╭─ Recorded information

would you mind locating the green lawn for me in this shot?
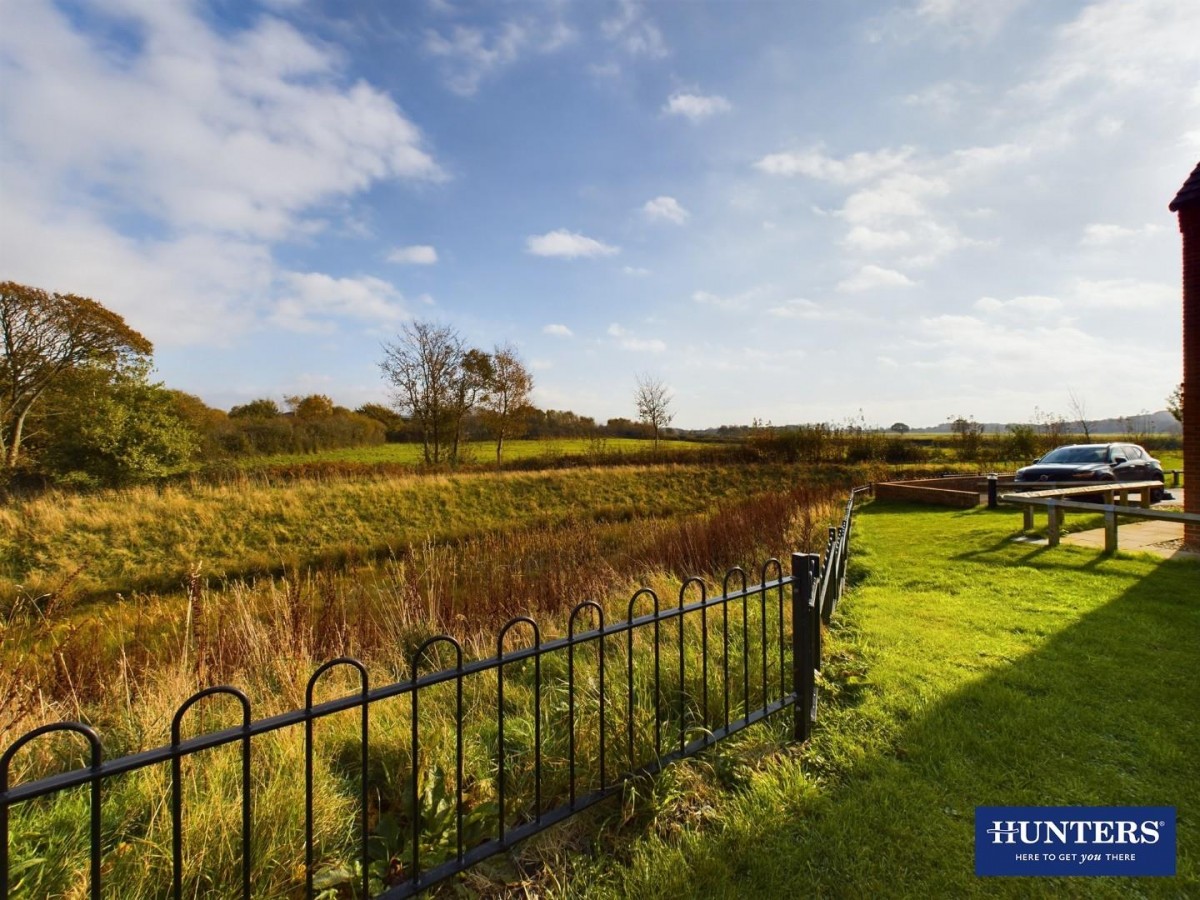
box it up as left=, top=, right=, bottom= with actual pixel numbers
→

╰─
╭─ Recorded information

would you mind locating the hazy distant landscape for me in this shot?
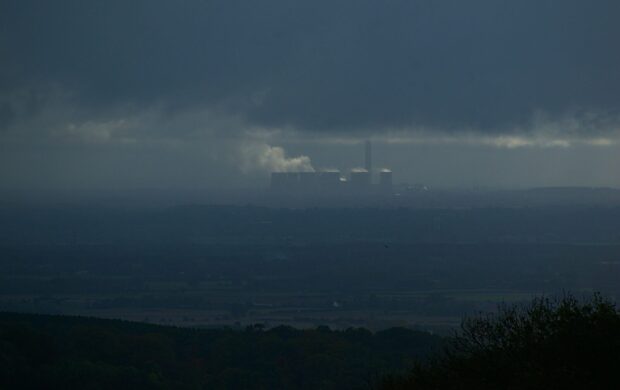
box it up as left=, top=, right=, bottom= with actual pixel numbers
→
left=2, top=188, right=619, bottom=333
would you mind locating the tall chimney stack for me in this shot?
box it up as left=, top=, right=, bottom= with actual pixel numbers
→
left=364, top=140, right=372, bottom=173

╰─

• _Task details_: All lines carrying the word "this" must be copied from the data above.

• _Exercise result_:
would you mind locating the green lawn for me in this shot?
would you mind locating the hazy distant landscape for me in this shot?
would you mind locating the tall chimney stack for me in this shot?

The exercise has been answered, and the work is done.